Monday, August 1, 2011

Reflections on AAAL 2011 Chicago--Monday afternoon

Monday, March 28
After lunch, I attended the roundtable organized by Canagarajah.
LANGUAGE LEARNING ROUNDTABLE: Monday, 2:00 pm - 5:00 PM
Knowledge Construction in Applied Linguistics: A Reappraisal
Summary: Six applied linguists from around the world will reflect critically on the state of the art. They will analyze how social and philosophical changes in the context of globalization shape the discipline. They will also outline more inclusive discourses in an effort to accommodate the diversity of practices that characterize our field.


Ben Rampton, King‘s College London (ben.rampton@kcl.ac.uk): The Implications of Communication in Late- Modernity for Applied Linguistics
This paper addresses shifts in applied linguistics over the last 20 years, and explores their relationship (a) to changes in the real world (e.g., globalization, popular culture) and (b) to sociolinguistics, linguistic anthropology, and the social sciences more generally. It discusses the development of linguistic ethnography in the UK, and assesses our recent experience of cross-disciplinary research methods training and professional development with teachers.

Dwight Atkinson, Purdue University, West Lafayette, Indiana (datkinso@purdue.edu): Adaptive Intelligence and Second Language Acquisition
Adaptive intelligence is the idea that the primary evolved function of the brain is to enhance organism environment alignment for the sake of the organism's survival. It represents an alternative to the mind-as machine view of cognition. This paper compares these views and investigates the possibilities of adaptive intelligence for understanding SLA.

Lachman Khubchandani, Centre for Communication Studies at Pune (mklachman@gmail.com): Language
Plurality of South Asia: A Search for Alternate Models in Applied Linguistics
Traditionally, agencies concerned with social planning have analyzed linguistic heterogeneity as a serious problem of human adjustment. Contemporary disciplines do not take cognizance of multiple languages existing side by side, and a speech community is still identified according to homogeneous constructs. The local and the global, the particular and the universal, should be viewed as two sides of the same coin, rather than competing with each other.

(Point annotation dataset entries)

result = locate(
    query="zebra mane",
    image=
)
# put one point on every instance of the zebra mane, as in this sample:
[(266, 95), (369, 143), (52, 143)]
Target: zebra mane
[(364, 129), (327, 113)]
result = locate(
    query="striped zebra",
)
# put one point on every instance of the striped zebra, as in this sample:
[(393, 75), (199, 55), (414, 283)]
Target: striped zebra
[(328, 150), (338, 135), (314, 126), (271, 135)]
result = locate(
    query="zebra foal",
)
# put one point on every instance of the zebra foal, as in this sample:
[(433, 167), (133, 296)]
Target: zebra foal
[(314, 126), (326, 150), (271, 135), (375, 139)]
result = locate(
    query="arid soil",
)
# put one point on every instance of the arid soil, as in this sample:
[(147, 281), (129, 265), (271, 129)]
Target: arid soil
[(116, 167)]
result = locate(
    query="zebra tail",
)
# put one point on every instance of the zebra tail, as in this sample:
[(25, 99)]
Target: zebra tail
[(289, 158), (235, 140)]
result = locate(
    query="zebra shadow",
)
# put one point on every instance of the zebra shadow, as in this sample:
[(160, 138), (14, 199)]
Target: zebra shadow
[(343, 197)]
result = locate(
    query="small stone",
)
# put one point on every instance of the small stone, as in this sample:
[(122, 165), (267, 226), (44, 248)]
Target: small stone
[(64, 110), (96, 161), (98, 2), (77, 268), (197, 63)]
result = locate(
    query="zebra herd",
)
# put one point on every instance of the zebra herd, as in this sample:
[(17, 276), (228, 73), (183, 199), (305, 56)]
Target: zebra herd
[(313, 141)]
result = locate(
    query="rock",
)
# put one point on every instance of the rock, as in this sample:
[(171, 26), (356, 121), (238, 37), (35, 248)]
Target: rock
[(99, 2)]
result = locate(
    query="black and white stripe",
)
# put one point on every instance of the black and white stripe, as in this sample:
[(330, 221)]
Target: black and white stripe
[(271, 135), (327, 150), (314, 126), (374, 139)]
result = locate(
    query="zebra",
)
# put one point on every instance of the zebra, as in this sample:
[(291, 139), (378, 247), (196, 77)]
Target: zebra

### Written task A
Could you update the passage of the AAAL 2011 reflections starting with "Lachman Khubchandani, Centre" and going on through "with each other.", replacing "heterogeneity" with "diversity"?
### Written task B
Can you sum up the AAAL 2011 reflections in two sentences?
### Written task C
Would you proceed with the AAAL 2011 reflections, picking up after their final sentence?

### Written answer A
Lachman Khubchandani, Centre for Communication Studies at Pune (mklachman@gmail.com): Language
Plurality of South Asia: A Search for Alternate Models in Applied Linguistics
Traditionally, agencies concerned with social planning have analyzed linguistic diversity as a serious problem of human adjustment. Contemporary disciplines do not take cognizance of multiple languages existing side by side, and a speech community is still identified according to homogeneous constructs. The local and the global, the particular and the universal, should be viewed as two sides of the same coin, rather than competing with each other.

### Written answer B
On Monday afternoon at AAAL 2011 in Chicago, the author attended a roundtable organized by Canagarajah on knowledge construction in applied linguistics, in which six applied linguists were to reflect critically on how globalization shapes the discipline. The presenters included Ben Rampton on communication in late modernity, Dwight Atkinson on adaptive intelligence and second language acquisition, and Lachman Khubchandani on the language plurality of South Asia.

### Written answer C
Kwesi Prah, Centre for Advanced Studies of African Society (Kwesi@casas.co.za): The Challenge of African Development in the Context of Current Linguistic Realities and Dominant Knowledge in Applied Linguistics
Over the past few decades it has become clear to many that culture in general and language and literacy in particular are crucial to the development endeavor across Africa. What are the relevant contextual linguistic realities of contemporary Africa? How do they affect the issues attendant on development? How do the dominant assumptions and epistemology in applied linguistics relate to the challenges that face Africa today? This contribution will address these issues and related ones.

Huhua Ouyang, Guangdong University of Foreign Studies (en_ouyang@hotmail.com): Dominant
Pedagogical Paradigms and Diverse Teaching Conditions
This presentation reveals how CLT ideological presumptions of individualism, egalitarianism, and liberalism have been challenging/remaking the traditional methods and Chinese danwei characterized by collectivism, paternalism, and conservatism, which explains the strong resistance against and hence the casualties of the innovators. It calls for a more sociological understanding of the seemingly linguistics-only and progressive communicative approaches to language teaching/learning.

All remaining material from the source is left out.